━━━━━ TEXT PROVIDED

Lexicoblog

The occasional ramblings of a freelance lexicographer

Thursday, May 09, 2013

Twitter versus the bean seeds: the pressures of keeping across everything



A blog post I read this morning about the importance of editors keeping up-to-date with the latest trends in publishing (What Do Editors Need To Know Now? via White Ink Limited) got me thinking again about how good I am at keeping my finger on the professional pulse – not just of publishing trends, but also of all the ideas relevant to what I do in ELT, EAP, corpora, lexicography and just language trends generally. It seems that since the explosion of social media, there’s so much potentially relevant stuff being flagged up and available out there to check out, I could easily spend more time on ‘professional development’ than I do on actually getting on with work! Facebook and Twitter both seem to daily throw up links to interesting blog posts and online articles, then there’re Twitter chats (like #EAPchat) and Facebook threads. There are webinars and videos of talks to watch, either live or recorded, and of course, I also hear about more ‘real-life’ events worth attending too. A lot of it’s really useful, and often inspiring, stuff, but it just eats time!

And even then, when I meet up with colleagues, I still find myself embarrassingly ill-informed in comparison – whether that’s academic research that my EAP colleagues bandy around or the latest edtech that my techier pals slip nonchalantly into conversation (notice I’m at least picking up some of the jargon though!). Of course, I like to reassure myself that I’m not actually less informed, it’s just that we all tend to focus on different things. Although having a finger in lots of pies, I do sometimes feel like I just skim lots of things and don’t really spend enough time on any of them.

━━━━━━━━━━

* **WRITTEN EXERCISE A**: Transcribe part of the blog post, beginning at the words "And even then, when" and stopping after the words "any of them.".

━━━━━ PROVIDED RECORDS

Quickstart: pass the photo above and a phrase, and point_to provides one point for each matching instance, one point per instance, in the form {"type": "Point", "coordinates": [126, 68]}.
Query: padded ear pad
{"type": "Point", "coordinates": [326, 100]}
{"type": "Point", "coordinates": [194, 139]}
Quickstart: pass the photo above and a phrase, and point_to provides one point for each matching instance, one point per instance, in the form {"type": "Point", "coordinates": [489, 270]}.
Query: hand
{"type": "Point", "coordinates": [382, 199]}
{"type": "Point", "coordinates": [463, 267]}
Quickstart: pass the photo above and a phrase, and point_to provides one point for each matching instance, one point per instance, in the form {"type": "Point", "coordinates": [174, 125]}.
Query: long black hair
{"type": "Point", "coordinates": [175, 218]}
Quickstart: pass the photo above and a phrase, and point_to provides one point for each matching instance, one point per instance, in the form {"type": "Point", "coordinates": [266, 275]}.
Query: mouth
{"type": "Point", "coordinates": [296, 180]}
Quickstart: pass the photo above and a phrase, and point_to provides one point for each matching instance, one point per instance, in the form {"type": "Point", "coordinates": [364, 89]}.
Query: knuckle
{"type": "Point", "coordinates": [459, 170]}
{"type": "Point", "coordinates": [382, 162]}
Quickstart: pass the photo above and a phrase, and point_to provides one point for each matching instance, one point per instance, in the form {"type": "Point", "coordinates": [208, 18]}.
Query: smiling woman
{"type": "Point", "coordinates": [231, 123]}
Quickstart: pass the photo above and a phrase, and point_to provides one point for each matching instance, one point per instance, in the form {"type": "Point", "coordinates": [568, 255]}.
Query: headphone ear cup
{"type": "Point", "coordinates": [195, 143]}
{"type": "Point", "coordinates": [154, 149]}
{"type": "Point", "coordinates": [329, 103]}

━━━━━━━━━━

* **WRITTEN EXERCISE B**: Gather every line of the listing that contains the string "Query". Case counts.

* **TASK OUTPUT A**:
And even then, when I meet up with colleagues, I still find myself embarrassingly ill-informed in comparison – whether that’s academic research that my EAP colleagues bandy around or the latest edtech that my techier pals slip nonchalantly into conversation (notice I’m at least picking up some of the jargon though!). Of course, I like to reassure myself that I’m not actually less informed, it’s just that we all tend to focus on different things. Although having a finger in lots of pies, I do sometimes feel like I just skim lots of things and don’t really spend enough time on any of them.

* **TASK OUTPUT B**:
Query: padded ear pad
Query: hand
Query: long black hair
Query: mouth
Query: knuckle
Query: smiling woman
Query: headphone ear cup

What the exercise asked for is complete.